(Stored items from a collection)
———
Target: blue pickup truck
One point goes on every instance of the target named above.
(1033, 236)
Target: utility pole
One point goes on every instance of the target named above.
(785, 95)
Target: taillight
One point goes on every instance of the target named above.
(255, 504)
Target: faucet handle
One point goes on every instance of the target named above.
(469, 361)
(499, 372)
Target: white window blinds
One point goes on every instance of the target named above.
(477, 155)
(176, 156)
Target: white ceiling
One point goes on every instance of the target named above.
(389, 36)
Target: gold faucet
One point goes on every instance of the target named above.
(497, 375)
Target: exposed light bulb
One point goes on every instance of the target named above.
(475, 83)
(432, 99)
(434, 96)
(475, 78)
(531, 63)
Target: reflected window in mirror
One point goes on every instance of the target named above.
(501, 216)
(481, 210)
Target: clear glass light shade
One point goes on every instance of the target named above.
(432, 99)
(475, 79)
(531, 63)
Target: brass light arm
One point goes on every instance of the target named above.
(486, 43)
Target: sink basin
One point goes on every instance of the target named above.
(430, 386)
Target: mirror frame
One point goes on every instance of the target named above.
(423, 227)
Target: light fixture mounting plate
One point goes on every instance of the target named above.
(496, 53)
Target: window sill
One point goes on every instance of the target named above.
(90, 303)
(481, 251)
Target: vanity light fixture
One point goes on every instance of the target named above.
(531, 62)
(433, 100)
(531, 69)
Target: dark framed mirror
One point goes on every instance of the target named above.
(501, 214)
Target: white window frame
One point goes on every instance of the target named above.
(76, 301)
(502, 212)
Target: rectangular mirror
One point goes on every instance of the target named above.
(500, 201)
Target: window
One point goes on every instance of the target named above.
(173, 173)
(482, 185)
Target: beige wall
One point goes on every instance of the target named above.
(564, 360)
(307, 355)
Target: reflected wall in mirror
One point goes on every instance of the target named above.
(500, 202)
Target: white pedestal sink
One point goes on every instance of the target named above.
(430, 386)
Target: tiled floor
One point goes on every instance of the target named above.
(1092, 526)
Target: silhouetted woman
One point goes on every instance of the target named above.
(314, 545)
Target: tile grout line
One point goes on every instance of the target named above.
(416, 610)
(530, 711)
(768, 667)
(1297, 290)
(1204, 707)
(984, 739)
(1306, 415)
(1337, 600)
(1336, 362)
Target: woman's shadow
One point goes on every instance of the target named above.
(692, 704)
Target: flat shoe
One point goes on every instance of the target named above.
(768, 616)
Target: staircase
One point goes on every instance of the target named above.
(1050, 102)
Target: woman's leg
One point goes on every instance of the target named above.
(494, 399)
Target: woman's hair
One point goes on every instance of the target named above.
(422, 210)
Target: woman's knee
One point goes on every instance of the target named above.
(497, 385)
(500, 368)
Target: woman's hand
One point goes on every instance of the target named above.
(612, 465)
———
● **THE REQUEST**
Transcribe every one of the rows above verbatim, line for line, with no changes.

● **CORRECT OUTPUT**
Target: blue pickup truck
One point goes on every instance of the target named above.
(1033, 236)
Target: utility pole
One point goes on every instance of the target named above.
(785, 95)
Target: taillight
One point goes on every instance of the target named above.
(255, 504)
Target: faucet handle
One point goes on every instance of the target named above.
(469, 361)
(499, 372)
Target: white window blinds
One point goes on every instance of the target named above.
(477, 155)
(176, 156)
Target: white ceiling
One point goes on every instance of the target named above.
(389, 36)
Target: gold faucet
One point goes on every instance of the target named above.
(497, 375)
Target: exposed light bulb
One point goes on every instance of the target named above.
(475, 83)
(432, 99)
(434, 96)
(475, 78)
(531, 63)
Target: reflected window in mirror
One point goes on every instance of the target named above.
(501, 216)
(481, 210)
Target: clear glass light shade
One point goes on every instance of the target named above.
(432, 99)
(475, 79)
(531, 63)
Target: brass light arm
One point goes on every instance of the target named above.
(486, 43)
Target: sink basin
One point goes on every instance of the target named above.
(430, 386)
Target: mirror frame
One point goes on every instance of the target named above.
(423, 227)
Target: light fixture mounting plate
One point goes on every instance of the target named above.
(496, 53)
Target: window sill
One point goes on every instance of the target named above.
(90, 303)
(481, 251)
Target: vanity light fixture
One point goes on every instance of the target named above.
(531, 62)
(433, 100)
(531, 69)
Target: dark framed mirror
One point goes on every instance of the target named above.
(501, 214)
Target: white window frame
One point goes on every instance of the target named above.
(76, 301)
(502, 212)
Target: rectangular mirror
One point goes on every instance of the target named above.
(500, 201)
Target: window
One point goes on every instance of the target named above.
(173, 173)
(482, 185)
Target: beige wall
One point goes on every instance of the target named above.
(564, 360)
(307, 355)
Target: reflected wall in mirror
One point goes on every instance of the target named above.
(500, 202)
Target: white pedestal sink
One point goes on every instance of the target named above.
(430, 386)
Target: tiled floor
One point goes on every instance of the target named above.
(1092, 526)
Target: silhouetted woman
One point goes on every instance of the target named above.
(314, 545)
Target: tile grout line
One point goes on every instance of the target named above.
(416, 610)
(530, 711)
(768, 667)
(1297, 290)
(1204, 707)
(984, 739)
(1306, 415)
(1337, 600)
(1336, 362)
Target: woman's shadow
One point goes on every instance of the target named above.
(692, 704)
Target: flat shoe
One point goes on every instance of the target named above.
(768, 616)
Target: staircase
One point goes on every instance of the target named above.
(1050, 102)
Target: woman's leg
One point goes on every instance of the target named above.
(494, 399)
Target: woman's hair
One point goes on every instance of the target named above.
(422, 210)
Target: woman's knee
One point goes on every instance of the target named above.
(497, 385)
(500, 368)
Target: woman's hand
One point goes on every instance of the target named above.
(612, 465)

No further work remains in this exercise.